- _Goal_: Your task is to return the span of lines beginning at the one with "grass on cliff" and ending at the last line of the data, exactly as it stands.

[Entries from a pointing dataset]

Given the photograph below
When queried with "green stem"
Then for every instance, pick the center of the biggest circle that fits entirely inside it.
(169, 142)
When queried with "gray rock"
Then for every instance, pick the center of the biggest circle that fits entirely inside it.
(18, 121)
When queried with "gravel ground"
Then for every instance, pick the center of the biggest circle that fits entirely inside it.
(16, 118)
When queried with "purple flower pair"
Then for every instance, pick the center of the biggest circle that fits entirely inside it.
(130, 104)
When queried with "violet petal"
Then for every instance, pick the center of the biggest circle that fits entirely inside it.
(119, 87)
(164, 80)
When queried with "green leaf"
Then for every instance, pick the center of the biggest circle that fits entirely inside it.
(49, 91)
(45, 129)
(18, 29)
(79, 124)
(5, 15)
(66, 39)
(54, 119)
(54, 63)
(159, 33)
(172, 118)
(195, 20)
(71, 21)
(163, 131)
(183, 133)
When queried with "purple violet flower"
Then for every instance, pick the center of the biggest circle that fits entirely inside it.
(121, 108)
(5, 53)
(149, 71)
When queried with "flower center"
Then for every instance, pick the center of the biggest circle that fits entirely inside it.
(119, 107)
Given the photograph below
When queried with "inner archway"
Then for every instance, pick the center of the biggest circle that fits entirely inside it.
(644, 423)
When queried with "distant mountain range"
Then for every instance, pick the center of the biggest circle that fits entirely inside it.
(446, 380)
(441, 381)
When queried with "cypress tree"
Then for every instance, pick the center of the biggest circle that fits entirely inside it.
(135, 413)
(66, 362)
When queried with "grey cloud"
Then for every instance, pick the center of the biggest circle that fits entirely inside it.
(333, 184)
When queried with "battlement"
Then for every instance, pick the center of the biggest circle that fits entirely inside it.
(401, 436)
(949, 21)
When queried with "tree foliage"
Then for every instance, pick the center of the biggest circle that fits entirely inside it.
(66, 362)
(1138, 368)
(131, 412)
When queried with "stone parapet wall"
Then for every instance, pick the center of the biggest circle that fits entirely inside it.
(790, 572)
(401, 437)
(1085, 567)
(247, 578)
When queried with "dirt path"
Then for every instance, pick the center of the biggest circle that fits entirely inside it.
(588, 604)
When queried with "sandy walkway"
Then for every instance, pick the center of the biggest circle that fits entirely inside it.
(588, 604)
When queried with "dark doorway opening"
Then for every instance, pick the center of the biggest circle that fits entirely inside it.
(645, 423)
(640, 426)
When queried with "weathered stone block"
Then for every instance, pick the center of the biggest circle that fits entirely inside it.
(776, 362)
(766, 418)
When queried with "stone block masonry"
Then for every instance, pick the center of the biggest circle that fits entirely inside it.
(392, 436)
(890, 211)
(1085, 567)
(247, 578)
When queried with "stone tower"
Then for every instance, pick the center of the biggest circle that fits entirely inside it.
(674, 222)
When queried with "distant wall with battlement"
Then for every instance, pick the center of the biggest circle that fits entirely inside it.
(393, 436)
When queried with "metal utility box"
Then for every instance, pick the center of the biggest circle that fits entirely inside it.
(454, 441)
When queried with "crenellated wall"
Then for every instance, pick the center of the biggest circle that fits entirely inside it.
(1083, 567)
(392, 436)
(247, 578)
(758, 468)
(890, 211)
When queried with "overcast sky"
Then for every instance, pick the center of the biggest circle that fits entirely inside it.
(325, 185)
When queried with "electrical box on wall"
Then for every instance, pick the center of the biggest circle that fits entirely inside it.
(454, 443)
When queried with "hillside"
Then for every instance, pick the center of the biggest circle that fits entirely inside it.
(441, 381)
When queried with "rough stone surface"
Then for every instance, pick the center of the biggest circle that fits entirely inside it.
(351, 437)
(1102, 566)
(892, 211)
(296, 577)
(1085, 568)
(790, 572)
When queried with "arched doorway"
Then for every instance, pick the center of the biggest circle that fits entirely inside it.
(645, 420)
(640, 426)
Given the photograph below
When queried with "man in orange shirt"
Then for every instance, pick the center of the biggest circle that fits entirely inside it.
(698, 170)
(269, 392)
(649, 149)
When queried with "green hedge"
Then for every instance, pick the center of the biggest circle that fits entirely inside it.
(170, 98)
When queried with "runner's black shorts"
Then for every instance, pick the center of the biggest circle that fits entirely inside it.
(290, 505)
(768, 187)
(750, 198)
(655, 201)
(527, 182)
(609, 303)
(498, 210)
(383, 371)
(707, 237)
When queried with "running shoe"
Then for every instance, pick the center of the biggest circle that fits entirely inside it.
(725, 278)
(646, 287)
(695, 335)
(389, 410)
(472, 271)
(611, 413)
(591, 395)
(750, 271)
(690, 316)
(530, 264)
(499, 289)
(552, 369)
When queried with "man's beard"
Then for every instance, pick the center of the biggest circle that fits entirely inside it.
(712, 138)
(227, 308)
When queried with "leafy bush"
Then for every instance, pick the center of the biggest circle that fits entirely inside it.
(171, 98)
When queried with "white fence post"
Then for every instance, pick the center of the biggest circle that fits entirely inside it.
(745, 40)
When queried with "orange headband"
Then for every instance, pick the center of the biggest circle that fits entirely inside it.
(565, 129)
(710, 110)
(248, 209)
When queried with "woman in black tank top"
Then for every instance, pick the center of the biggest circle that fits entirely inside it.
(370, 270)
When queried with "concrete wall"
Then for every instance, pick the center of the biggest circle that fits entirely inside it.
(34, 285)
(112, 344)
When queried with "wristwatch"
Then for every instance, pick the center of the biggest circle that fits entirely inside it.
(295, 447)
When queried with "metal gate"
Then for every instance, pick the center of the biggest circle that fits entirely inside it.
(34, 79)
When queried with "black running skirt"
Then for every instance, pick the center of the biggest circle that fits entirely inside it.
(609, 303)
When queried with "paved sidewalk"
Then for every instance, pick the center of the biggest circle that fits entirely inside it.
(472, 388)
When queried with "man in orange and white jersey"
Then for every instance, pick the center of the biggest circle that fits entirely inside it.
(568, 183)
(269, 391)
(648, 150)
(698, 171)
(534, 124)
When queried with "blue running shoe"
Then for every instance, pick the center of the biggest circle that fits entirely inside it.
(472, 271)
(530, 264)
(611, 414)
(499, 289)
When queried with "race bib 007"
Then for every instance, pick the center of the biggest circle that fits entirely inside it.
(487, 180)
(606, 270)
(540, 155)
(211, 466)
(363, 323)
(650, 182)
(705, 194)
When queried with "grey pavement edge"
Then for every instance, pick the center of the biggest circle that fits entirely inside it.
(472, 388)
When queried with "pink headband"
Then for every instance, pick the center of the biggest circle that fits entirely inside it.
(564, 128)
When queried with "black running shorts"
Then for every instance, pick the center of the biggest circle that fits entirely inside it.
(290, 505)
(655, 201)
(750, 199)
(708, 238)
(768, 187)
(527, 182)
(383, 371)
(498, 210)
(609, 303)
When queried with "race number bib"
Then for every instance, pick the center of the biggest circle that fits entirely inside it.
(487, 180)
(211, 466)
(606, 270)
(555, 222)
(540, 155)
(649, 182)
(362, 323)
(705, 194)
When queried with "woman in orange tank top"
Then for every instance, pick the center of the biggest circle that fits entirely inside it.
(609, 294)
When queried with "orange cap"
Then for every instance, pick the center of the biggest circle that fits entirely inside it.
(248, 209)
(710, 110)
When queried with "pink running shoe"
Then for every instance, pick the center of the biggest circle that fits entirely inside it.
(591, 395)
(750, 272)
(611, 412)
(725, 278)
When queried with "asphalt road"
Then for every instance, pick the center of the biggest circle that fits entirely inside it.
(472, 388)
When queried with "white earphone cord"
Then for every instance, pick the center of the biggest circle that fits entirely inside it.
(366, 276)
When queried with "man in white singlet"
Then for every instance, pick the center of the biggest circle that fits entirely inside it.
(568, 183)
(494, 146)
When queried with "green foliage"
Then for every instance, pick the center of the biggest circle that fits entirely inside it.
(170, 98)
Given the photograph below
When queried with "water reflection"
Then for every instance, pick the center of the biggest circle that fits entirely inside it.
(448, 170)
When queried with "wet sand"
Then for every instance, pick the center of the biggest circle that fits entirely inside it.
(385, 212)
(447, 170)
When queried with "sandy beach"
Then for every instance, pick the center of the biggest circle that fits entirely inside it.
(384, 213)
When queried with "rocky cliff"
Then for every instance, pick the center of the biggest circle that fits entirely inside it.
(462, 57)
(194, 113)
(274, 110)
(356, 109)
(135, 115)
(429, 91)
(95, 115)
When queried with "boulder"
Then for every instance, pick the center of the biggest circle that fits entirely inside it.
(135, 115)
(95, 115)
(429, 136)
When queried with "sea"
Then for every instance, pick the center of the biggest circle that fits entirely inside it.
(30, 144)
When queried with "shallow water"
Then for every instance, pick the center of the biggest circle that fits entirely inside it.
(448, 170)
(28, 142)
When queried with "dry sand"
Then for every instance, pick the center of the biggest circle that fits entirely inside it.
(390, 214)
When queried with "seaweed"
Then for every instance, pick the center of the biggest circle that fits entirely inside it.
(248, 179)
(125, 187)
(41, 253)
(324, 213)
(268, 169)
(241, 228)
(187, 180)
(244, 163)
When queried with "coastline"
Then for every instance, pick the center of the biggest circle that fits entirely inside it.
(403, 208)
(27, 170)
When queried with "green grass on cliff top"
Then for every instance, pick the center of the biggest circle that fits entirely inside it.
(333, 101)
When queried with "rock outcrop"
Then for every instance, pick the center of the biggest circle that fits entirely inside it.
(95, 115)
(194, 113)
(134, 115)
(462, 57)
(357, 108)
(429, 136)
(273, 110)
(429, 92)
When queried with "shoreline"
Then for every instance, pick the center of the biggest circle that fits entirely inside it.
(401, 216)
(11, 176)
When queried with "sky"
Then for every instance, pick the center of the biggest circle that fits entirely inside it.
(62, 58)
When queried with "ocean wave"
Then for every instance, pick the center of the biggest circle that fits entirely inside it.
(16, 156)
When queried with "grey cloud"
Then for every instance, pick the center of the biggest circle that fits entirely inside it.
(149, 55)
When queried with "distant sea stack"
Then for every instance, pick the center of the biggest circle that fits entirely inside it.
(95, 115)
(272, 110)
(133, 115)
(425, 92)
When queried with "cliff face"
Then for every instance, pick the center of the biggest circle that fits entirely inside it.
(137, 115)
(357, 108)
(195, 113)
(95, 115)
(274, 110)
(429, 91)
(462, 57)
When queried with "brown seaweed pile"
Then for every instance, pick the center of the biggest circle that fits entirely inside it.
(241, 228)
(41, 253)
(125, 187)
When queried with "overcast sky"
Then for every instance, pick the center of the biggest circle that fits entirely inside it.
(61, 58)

- _Complete answer_:
When queried with "green grass on cliff top"
Then for every instance, pick the center of the biggest circle that fits entirely inside it.
(333, 101)
When queried with "rock outcrop"
Then for every instance, pick the center of the biggest circle that fits entirely inside it.
(95, 115)
(194, 113)
(134, 115)
(462, 57)
(357, 108)
(429, 136)
(273, 110)
(429, 92)
When queried with "shoreline"
Then for every instance, pick the center of the biggest circle that fits entirely inside it.
(401, 216)
(11, 176)
When queried with "sky"
Then for every instance, pick the center of the biggest circle that fits entirely inside it.
(62, 58)
When queried with "ocean wave"
Then for every instance, pick the center of the biggest circle that fits entirely inside it.
(16, 156)
When queried with "grey cloud"
Then for every instance, pick the center of the biggest circle that fits entirely inside it.
(149, 55)
When queried with "distant sea stack"
Then for every instance, pick the center of the biggest circle that fits entirely inside it.
(95, 115)
(272, 110)
(133, 115)
(425, 92)
When queried with "cliff face"
Then for every instance, pick the center of the biggest circle that fits entirely inside it.
(137, 115)
(357, 108)
(195, 113)
(95, 115)
(274, 110)
(429, 91)
(462, 57)
When queried with "brown seaweed pile"
Then for every instance, pick the center of the biggest circle that fits entirely inside it.
(241, 228)
(41, 253)
(125, 187)
When queried with "overcast sky"
Then for every instance, pick the center of the biggest circle that fits entirely inside it.
(61, 58)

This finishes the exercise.